TASK TO CARRY OUT: Output every line of the entries from the line containing "Readme: the locator spots each instance of the tiled" through the last, exactly, with no other content.

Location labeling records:
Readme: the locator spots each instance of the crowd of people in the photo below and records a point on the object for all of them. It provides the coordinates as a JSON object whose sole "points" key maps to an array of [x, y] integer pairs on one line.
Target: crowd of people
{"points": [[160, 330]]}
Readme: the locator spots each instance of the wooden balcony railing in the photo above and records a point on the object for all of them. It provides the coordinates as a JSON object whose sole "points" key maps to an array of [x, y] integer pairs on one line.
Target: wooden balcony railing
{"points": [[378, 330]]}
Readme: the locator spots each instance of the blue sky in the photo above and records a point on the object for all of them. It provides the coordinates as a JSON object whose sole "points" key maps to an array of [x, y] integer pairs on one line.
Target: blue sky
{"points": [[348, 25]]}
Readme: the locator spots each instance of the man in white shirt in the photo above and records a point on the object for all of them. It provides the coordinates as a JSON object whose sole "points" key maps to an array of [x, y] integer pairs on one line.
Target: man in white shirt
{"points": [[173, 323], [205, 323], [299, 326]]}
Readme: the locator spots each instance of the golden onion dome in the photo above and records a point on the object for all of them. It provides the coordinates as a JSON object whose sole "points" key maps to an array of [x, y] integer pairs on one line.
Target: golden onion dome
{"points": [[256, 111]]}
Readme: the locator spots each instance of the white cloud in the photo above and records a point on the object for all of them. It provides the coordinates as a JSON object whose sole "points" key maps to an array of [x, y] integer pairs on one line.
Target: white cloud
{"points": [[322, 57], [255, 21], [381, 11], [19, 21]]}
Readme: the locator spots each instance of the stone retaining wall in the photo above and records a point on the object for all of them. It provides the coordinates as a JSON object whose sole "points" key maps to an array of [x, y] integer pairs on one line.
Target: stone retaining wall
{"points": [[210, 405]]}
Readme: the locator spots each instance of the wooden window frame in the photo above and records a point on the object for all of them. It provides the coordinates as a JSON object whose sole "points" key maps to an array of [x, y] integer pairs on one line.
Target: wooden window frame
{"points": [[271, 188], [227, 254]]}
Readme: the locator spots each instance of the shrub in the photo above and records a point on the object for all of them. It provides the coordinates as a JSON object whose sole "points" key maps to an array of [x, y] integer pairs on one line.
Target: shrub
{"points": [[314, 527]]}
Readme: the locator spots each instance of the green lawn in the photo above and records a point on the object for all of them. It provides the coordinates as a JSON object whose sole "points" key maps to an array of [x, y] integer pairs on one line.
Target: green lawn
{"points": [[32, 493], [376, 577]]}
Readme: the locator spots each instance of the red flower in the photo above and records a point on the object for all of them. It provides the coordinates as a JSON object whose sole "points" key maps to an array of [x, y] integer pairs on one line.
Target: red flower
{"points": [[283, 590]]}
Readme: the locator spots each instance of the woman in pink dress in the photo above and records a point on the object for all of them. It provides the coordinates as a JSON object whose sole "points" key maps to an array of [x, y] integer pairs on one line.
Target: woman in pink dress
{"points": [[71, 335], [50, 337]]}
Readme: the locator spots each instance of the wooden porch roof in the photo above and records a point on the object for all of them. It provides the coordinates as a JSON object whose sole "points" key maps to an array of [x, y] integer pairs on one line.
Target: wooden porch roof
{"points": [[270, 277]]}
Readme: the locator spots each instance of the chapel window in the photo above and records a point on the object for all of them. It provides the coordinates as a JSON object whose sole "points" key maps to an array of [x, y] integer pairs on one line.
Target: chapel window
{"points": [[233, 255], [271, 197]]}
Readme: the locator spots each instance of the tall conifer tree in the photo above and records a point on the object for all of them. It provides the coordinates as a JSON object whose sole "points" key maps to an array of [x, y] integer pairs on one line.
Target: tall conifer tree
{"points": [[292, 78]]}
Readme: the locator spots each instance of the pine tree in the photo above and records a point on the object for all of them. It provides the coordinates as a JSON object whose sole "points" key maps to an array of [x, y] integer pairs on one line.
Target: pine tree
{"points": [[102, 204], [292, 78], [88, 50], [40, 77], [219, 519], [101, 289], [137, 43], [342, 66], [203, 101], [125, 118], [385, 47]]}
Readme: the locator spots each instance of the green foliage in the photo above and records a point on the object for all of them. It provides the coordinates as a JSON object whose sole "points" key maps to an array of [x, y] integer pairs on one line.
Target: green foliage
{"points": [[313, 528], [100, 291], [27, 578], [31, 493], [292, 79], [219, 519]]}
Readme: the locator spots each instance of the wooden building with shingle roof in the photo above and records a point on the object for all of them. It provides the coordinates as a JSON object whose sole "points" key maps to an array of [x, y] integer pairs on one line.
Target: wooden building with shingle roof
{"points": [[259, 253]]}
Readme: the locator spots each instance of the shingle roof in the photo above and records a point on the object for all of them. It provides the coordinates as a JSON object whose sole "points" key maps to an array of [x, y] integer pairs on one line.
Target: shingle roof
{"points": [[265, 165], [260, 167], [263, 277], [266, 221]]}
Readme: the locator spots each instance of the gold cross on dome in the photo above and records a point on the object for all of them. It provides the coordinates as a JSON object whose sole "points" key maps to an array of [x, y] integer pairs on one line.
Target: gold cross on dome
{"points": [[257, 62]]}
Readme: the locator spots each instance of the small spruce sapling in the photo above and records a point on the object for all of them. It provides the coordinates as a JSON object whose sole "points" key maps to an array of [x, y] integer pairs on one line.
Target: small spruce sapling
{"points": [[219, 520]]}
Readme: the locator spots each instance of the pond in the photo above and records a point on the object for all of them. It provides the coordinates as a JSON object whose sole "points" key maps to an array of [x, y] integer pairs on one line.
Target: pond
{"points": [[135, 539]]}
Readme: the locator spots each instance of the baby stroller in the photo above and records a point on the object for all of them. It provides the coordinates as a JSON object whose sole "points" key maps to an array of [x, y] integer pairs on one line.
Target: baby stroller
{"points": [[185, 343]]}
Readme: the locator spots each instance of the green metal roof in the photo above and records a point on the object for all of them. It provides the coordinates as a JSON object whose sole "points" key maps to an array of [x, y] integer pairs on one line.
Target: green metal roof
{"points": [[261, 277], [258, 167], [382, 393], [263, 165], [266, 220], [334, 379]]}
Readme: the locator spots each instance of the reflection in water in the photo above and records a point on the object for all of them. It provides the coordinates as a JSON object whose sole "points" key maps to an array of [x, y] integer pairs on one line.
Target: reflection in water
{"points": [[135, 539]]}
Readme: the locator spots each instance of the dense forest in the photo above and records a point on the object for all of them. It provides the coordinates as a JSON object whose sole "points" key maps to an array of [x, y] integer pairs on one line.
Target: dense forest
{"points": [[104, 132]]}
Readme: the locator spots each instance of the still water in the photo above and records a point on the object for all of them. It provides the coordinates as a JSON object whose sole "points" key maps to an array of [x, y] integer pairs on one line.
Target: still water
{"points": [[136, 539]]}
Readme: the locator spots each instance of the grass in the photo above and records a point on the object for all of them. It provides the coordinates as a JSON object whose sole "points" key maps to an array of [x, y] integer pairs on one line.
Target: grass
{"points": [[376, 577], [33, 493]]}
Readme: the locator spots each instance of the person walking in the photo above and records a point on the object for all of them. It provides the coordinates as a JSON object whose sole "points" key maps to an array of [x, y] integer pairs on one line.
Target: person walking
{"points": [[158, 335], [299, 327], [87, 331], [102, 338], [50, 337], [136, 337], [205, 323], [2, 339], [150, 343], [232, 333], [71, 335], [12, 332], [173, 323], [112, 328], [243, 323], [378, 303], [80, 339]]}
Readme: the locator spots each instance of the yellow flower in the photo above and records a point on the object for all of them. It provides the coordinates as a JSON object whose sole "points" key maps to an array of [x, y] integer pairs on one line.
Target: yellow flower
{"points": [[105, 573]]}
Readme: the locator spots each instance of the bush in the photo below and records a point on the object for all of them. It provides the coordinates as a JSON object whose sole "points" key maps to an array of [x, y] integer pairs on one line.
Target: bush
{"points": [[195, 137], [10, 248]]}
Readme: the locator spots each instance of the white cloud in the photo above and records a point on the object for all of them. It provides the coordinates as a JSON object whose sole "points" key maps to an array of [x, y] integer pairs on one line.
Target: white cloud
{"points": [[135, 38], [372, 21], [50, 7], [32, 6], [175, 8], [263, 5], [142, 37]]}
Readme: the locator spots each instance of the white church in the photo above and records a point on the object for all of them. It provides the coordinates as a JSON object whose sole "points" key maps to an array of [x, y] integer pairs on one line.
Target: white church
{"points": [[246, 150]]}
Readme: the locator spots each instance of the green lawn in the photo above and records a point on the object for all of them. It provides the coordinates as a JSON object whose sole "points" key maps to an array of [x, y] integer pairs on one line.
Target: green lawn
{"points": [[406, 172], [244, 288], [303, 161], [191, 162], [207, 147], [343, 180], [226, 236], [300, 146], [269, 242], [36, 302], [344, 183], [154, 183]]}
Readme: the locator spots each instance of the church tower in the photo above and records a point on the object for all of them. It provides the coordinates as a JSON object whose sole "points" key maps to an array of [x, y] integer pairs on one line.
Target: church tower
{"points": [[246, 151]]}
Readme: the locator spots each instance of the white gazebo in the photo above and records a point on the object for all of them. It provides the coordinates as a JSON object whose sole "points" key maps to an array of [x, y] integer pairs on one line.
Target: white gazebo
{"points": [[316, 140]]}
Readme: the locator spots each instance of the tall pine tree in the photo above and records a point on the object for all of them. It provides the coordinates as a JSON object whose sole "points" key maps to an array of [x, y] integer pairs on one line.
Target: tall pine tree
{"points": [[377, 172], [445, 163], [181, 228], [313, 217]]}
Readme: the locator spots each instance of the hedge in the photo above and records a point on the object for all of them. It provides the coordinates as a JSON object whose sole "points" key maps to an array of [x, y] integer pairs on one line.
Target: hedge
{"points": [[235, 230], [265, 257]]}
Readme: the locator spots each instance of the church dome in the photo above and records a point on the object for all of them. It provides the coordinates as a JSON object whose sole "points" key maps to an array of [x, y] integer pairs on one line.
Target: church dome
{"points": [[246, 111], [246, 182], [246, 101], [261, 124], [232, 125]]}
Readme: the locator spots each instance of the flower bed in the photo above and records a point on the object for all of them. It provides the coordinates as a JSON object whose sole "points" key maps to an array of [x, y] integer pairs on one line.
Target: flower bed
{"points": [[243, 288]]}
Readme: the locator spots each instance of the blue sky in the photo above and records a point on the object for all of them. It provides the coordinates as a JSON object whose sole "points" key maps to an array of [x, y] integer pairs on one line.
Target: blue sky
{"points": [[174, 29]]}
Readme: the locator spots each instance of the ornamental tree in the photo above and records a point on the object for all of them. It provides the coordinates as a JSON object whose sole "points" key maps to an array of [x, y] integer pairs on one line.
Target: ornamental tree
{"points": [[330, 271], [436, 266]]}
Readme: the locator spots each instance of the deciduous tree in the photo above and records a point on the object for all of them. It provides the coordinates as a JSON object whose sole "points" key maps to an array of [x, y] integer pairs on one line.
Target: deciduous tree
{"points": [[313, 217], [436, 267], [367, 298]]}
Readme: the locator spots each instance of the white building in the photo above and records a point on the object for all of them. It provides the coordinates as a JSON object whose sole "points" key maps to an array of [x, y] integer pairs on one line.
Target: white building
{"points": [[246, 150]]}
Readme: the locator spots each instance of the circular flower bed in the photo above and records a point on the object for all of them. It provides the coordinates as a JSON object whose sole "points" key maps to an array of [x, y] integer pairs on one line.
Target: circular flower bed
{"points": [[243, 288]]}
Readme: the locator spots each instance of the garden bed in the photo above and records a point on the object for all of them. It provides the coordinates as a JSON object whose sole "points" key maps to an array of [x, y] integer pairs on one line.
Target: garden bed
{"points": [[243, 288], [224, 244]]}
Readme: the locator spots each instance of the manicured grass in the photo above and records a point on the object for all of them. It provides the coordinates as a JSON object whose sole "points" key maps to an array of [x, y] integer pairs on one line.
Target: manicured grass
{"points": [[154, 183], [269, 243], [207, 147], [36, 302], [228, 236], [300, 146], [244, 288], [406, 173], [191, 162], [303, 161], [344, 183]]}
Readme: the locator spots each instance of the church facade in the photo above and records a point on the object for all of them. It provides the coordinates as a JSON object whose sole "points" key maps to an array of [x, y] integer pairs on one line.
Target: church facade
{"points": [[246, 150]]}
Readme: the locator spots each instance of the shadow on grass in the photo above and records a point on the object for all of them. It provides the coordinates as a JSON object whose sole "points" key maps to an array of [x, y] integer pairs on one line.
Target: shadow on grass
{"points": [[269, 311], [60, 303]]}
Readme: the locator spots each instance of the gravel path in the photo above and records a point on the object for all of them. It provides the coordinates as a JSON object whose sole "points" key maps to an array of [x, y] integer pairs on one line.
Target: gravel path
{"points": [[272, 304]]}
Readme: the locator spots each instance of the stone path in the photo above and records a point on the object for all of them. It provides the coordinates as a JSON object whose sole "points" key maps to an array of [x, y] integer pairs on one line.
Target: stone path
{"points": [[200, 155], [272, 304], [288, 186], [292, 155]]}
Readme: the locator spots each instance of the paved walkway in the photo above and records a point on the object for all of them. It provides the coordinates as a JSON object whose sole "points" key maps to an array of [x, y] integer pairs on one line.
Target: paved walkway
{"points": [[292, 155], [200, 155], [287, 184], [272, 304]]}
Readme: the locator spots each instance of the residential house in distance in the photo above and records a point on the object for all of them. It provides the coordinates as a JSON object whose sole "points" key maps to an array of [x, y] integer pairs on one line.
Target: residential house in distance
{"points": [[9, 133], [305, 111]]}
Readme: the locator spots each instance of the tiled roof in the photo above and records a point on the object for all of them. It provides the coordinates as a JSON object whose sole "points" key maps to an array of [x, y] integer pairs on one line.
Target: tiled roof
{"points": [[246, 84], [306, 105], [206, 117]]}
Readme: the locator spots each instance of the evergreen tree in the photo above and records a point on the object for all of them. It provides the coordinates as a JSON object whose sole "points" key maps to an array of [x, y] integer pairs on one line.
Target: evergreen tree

FINISHED TASK:
Readme: the locator spots each instance of the tiled roof in the photo above and records a point on the object for all of them. It provides the coordinates as a JSON object whose sole "points" key maps to an array of [x, y] integer pairs on one line.
Target: tiled roof
{"points": [[246, 84], [306, 105], [206, 117]]}
Readme: the locator spots each instance of the evergreen tree in the photo above and records a point on the object for all of them. It provides the coordinates as a JSON object whose sole "points" key maps to an array of [x, y] integer pairs on one line.
Target: evergreen tree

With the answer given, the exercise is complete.